**YOUR TASK:** Each line below should be set down again unchanged.

**SOURCE DATA:**

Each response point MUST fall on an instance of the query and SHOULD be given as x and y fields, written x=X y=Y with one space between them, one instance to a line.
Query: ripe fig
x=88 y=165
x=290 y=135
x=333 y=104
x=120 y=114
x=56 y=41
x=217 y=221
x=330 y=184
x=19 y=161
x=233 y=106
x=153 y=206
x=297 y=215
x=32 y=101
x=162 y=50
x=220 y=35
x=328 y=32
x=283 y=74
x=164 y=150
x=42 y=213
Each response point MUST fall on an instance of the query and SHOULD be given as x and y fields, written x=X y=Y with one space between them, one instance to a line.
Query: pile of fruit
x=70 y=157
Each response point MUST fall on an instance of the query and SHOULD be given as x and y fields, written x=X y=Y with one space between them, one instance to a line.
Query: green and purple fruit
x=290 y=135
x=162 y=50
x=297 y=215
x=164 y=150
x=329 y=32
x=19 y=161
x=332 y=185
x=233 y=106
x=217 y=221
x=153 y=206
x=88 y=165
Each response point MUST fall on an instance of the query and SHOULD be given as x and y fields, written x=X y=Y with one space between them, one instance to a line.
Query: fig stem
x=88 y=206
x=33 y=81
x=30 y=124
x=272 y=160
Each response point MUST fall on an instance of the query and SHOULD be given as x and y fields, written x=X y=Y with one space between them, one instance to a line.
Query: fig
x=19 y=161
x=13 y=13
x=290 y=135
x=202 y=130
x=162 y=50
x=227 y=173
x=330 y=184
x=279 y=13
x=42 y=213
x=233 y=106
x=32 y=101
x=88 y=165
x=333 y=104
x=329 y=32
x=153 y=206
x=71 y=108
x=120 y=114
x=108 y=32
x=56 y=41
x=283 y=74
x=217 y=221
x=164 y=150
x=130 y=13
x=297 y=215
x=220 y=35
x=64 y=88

**ANSWER TO THIS PROBLEM:**
Each response point MUST fall on an instance of the query and SHOULD be given as x and y fields, written x=X y=Y with one space between them, one instance to a line.
Query: ripe fig
x=88 y=165
x=290 y=135
x=333 y=104
x=120 y=114
x=56 y=41
x=217 y=221
x=330 y=184
x=19 y=161
x=233 y=106
x=153 y=206
x=297 y=215
x=32 y=101
x=162 y=50
x=220 y=35
x=328 y=32
x=283 y=74
x=164 y=150
x=42 y=213
Each response point MUST fall on an instance of the query and SHOULD be given as x and y fields, written x=X y=Y with one space between them, one instance to a line.
Query: pile of fruit
x=70 y=157
Each response point MUST fall on an instance of the query and SHOULD be given as x and y fields, written x=X y=Y with one space between them, one instance to a line.
Query: green and purple fruit
x=290 y=135
x=162 y=50
x=297 y=215
x=164 y=150
x=329 y=32
x=19 y=161
x=332 y=185
x=233 y=106
x=217 y=221
x=153 y=206
x=88 y=165
Each response point MUST fall on an instance of the query and SHOULD be given as x and y fields, written x=X y=Y with one space between them, one instance to a line.
Query: fig stem
x=88 y=206
x=33 y=81
x=30 y=124
x=272 y=160
Each response point MUST fall on an instance of the query and SHOULD be given as x and y fields, written x=X y=Y with one space between them, one instance to a line.
Query: fig
x=19 y=161
x=13 y=13
x=290 y=135
x=202 y=130
x=162 y=50
x=227 y=173
x=330 y=184
x=279 y=13
x=42 y=213
x=233 y=106
x=32 y=101
x=88 y=165
x=333 y=104
x=329 y=32
x=153 y=206
x=71 y=108
x=120 y=114
x=108 y=32
x=56 y=41
x=283 y=74
x=217 y=221
x=164 y=150
x=130 y=13
x=297 y=215
x=220 y=35
x=64 y=88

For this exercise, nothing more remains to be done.